→ Stated problem
Print every line of the entries from the very first one through the line containing "top-left (0, 294), bottom-right (1000, 661)", keeping each character unchanged and including both end lines.

(Stored data entries)
***
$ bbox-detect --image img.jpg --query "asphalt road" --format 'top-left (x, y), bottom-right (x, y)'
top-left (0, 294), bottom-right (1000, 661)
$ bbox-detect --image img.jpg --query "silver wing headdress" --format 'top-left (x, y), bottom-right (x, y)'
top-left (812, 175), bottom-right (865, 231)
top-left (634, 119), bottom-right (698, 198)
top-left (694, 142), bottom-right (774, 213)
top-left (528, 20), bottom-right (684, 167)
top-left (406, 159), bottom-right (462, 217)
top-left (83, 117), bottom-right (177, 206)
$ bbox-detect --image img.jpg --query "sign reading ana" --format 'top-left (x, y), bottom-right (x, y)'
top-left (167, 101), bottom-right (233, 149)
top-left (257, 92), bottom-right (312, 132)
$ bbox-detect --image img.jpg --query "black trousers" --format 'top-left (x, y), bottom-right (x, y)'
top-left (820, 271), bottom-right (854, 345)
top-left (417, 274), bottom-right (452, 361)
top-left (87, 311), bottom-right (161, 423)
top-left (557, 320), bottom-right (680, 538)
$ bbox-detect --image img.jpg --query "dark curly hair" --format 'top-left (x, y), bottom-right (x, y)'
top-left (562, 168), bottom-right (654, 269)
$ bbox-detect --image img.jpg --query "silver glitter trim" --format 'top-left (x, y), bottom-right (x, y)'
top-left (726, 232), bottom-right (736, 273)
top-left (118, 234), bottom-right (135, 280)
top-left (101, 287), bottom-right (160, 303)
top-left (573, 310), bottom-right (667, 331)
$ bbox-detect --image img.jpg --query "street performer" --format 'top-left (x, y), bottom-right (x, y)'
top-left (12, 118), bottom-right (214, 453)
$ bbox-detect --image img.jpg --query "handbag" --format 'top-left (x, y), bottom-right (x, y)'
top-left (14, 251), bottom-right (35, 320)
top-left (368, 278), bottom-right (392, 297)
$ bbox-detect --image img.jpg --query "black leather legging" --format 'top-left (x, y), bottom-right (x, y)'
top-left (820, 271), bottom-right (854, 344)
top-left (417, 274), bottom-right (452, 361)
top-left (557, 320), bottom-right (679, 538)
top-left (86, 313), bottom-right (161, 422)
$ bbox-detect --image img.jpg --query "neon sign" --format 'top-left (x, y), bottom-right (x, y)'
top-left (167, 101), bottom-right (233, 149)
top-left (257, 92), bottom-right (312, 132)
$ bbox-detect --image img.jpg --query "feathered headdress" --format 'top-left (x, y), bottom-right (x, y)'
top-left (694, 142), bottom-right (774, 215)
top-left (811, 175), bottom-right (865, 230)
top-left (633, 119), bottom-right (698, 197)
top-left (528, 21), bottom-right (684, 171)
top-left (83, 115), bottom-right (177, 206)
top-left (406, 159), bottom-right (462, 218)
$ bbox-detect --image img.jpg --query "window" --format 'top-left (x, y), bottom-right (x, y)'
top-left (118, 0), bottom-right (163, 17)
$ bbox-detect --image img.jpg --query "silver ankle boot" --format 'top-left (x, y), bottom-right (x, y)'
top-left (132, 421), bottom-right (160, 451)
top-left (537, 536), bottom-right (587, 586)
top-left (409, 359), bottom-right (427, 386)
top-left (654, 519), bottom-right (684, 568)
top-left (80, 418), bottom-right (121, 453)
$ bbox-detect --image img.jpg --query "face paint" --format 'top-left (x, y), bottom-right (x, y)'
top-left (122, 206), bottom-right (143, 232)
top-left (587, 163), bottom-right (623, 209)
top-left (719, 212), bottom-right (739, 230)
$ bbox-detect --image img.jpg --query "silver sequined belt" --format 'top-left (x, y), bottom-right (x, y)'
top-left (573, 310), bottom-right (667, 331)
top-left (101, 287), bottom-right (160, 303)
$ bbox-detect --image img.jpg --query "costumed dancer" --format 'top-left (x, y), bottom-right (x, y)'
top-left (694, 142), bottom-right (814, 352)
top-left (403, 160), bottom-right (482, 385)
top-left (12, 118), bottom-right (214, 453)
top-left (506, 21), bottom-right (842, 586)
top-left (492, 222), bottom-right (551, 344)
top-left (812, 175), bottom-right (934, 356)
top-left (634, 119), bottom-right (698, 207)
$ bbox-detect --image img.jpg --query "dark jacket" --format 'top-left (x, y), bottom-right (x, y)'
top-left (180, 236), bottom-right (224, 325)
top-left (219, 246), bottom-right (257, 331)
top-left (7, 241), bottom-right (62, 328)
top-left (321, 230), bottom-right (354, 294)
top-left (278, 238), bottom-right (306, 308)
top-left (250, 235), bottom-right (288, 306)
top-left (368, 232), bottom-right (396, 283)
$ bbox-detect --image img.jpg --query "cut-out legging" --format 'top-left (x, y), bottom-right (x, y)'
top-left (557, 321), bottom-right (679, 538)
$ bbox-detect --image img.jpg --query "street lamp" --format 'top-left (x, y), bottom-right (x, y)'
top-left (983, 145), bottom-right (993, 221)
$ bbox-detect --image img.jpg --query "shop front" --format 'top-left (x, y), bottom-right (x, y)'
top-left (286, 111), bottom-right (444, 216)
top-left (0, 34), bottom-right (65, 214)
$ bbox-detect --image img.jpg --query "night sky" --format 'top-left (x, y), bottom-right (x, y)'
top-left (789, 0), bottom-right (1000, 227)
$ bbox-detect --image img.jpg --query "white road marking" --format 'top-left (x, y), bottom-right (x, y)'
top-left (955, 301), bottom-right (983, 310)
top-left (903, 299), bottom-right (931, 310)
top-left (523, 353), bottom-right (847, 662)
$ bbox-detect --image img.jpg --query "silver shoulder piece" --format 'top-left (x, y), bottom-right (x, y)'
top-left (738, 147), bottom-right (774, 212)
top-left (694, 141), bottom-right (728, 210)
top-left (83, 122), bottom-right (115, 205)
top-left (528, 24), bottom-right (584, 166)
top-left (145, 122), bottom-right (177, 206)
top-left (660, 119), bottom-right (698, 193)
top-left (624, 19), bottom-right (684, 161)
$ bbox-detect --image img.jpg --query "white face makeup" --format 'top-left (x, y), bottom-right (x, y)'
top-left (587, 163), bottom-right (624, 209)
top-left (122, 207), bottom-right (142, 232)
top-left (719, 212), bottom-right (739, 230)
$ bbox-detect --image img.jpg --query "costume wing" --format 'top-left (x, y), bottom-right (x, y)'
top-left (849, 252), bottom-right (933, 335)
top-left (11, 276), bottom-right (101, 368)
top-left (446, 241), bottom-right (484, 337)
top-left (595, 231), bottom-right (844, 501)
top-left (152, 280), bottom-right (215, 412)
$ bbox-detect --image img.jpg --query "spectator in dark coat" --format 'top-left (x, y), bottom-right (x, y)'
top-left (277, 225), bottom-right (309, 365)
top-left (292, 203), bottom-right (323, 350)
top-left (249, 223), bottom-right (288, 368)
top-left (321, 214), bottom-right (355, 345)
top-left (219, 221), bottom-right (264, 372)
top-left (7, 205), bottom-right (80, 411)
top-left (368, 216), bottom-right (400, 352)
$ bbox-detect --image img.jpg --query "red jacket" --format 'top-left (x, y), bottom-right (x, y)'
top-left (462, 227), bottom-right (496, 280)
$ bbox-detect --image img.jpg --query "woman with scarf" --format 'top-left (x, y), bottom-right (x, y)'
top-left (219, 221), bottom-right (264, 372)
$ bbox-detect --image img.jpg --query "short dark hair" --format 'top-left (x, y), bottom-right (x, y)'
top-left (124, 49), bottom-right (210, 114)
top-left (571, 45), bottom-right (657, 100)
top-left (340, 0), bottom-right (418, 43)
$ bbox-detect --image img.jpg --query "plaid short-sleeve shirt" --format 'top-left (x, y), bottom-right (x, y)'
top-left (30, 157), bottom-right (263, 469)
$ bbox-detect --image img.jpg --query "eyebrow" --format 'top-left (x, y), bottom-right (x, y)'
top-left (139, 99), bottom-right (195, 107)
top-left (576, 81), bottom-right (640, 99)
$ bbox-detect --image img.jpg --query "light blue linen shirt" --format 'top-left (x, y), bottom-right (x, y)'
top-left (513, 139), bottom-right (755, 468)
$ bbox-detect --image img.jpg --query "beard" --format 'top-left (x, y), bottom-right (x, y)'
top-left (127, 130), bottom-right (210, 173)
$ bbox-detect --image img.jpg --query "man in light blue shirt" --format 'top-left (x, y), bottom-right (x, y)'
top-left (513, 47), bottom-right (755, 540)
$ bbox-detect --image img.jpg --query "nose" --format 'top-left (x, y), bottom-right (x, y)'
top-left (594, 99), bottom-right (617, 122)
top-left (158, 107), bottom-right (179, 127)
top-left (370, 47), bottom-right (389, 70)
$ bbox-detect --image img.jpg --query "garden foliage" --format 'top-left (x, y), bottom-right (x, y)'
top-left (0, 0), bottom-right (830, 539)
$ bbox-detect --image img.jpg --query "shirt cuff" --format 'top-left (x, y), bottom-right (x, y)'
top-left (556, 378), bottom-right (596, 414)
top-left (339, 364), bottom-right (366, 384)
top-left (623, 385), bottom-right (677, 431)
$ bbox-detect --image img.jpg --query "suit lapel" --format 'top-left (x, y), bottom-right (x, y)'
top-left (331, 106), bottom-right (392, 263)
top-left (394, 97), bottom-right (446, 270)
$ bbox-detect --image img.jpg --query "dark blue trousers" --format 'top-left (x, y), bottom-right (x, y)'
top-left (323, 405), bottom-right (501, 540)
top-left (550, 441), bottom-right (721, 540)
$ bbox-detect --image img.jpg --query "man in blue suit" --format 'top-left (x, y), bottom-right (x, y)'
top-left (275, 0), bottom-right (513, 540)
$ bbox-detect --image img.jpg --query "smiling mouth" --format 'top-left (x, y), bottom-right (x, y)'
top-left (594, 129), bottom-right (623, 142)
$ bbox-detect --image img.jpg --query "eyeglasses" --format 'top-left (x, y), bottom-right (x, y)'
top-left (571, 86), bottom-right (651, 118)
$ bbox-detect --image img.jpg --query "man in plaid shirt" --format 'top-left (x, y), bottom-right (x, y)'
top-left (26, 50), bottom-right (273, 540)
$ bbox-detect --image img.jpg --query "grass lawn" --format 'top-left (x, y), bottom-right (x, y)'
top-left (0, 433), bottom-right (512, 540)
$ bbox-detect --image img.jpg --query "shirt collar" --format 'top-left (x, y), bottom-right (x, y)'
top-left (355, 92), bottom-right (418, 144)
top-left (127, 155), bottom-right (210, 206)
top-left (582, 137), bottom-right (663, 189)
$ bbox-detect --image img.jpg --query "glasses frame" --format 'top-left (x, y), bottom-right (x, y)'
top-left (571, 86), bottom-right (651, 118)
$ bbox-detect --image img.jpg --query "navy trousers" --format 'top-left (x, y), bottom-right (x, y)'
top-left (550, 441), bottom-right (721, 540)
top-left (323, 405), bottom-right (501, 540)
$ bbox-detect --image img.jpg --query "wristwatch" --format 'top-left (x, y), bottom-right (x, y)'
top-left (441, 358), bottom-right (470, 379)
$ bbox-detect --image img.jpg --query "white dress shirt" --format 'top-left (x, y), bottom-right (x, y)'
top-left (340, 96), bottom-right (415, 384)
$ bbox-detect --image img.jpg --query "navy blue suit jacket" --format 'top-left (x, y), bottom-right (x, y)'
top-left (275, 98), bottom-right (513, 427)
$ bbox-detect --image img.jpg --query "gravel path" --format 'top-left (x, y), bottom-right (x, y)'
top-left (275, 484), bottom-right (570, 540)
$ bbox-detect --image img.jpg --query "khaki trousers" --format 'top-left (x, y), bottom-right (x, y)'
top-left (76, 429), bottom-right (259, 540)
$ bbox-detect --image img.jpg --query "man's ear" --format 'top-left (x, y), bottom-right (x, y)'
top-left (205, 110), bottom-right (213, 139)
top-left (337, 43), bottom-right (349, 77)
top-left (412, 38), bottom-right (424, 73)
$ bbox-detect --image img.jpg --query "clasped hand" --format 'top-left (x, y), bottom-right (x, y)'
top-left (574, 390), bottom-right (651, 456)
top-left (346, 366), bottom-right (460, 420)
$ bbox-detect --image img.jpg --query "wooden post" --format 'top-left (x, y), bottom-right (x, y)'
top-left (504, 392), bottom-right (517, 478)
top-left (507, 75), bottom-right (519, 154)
***
→ Answer to the problem
$ bbox-detect --image img.jpg --query "asphalt road" --format 'top-left (x, y), bottom-right (x, y)'
top-left (0, 294), bottom-right (1000, 661)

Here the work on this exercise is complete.